[Position annotation records]
-- START --

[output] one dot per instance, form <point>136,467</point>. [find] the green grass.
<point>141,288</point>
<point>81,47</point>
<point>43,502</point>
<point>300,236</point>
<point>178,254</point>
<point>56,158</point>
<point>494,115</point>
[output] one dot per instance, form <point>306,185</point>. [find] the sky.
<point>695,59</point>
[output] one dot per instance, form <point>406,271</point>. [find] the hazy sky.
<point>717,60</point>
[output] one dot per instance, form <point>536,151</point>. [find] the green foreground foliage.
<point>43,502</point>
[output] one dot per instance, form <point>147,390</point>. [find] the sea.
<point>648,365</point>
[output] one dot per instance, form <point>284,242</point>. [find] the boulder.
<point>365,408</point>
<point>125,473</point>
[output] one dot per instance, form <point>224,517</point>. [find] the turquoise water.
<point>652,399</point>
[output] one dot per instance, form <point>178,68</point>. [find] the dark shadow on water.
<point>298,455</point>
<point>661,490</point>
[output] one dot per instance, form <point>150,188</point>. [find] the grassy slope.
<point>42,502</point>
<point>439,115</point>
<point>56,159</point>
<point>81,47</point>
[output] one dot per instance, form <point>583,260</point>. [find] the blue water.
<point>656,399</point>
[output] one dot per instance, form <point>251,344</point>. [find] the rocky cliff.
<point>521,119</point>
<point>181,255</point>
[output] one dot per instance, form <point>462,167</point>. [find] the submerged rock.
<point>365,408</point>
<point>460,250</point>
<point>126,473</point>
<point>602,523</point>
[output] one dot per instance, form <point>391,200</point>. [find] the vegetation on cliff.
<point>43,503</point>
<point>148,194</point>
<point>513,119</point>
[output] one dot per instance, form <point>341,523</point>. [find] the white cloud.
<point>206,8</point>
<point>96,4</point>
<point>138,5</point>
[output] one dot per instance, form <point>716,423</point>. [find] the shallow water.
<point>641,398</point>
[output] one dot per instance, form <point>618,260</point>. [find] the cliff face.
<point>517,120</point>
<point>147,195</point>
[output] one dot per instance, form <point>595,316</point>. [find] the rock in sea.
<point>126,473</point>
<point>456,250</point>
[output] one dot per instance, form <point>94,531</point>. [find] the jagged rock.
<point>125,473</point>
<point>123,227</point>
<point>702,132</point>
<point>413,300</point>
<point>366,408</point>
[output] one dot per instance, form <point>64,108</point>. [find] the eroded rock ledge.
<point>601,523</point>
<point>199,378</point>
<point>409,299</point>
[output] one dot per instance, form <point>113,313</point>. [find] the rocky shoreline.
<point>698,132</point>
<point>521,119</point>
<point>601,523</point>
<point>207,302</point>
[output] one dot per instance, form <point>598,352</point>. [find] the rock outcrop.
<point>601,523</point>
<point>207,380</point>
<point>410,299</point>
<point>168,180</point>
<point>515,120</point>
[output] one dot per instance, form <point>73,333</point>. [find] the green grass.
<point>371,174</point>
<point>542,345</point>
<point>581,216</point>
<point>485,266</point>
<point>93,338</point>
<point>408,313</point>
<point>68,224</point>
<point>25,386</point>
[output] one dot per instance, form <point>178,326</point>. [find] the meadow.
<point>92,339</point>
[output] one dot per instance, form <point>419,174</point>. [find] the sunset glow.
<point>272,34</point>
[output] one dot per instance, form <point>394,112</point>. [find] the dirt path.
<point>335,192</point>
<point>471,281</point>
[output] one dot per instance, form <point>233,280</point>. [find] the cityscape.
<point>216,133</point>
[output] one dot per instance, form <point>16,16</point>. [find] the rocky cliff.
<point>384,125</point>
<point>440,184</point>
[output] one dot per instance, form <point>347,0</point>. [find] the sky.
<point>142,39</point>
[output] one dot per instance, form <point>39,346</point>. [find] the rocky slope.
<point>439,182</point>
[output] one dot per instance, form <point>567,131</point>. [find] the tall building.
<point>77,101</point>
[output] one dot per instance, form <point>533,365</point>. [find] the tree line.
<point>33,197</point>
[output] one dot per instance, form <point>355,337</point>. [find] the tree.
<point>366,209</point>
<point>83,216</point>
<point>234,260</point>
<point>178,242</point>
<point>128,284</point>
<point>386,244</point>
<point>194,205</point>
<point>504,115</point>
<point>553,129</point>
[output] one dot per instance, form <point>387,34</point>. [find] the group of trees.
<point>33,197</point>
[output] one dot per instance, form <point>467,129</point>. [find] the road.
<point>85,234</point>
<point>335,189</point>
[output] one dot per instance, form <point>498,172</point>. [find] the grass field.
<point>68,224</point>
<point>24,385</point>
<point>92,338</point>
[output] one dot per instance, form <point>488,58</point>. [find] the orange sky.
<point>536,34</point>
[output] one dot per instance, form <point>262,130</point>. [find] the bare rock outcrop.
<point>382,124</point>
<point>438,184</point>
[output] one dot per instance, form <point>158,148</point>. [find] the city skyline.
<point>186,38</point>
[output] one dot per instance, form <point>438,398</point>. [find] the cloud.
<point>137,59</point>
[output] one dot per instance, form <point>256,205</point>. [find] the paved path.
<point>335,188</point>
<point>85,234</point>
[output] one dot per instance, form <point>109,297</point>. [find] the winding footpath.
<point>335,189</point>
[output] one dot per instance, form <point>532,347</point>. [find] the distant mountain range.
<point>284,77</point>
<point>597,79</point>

-- END --

Copy the items above verbatim, starting at the line that contains "[output] one dot per instance, form <point>387,34</point>." and ending after the line that contains "<point>438,184</point>".

[output] one dot per instance, form <point>387,34</point>. [find] the group of trees.
<point>33,197</point>
[output] one dot per instance, form <point>467,129</point>. [find] the road.
<point>85,234</point>
<point>335,189</point>
[output] one dot per instance, form <point>498,172</point>. [find] the grass field.
<point>68,224</point>
<point>24,385</point>
<point>92,338</point>
[output] one dot per instance, form <point>488,58</point>. [find] the orange sky.
<point>536,34</point>
[output] one dot per instance, form <point>262,130</point>. [find] the bare rock outcrop.
<point>382,124</point>
<point>438,184</point>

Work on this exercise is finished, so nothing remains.